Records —
....
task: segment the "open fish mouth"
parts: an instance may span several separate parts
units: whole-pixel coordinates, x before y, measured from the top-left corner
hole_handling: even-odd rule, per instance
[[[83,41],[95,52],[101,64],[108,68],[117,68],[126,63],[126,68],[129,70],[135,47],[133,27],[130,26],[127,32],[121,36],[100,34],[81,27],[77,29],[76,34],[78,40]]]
....
WRITTEN REQUEST —
Copy out every line of the records verbatim.

OUTPUT FOR THIS EXERCISE —
task: segment the "open fish mouth"
parts: an instance may span several separate parts
units: whole-pixel coordinates, x before y, measured from the top-left corner
hole_handling: even-odd rule, per instance
[[[83,41],[95,52],[101,64],[108,68],[117,68],[126,63],[126,68],[129,70],[135,47],[133,27],[130,26],[127,32],[121,36],[100,34],[81,27],[77,29],[76,34],[78,40]]]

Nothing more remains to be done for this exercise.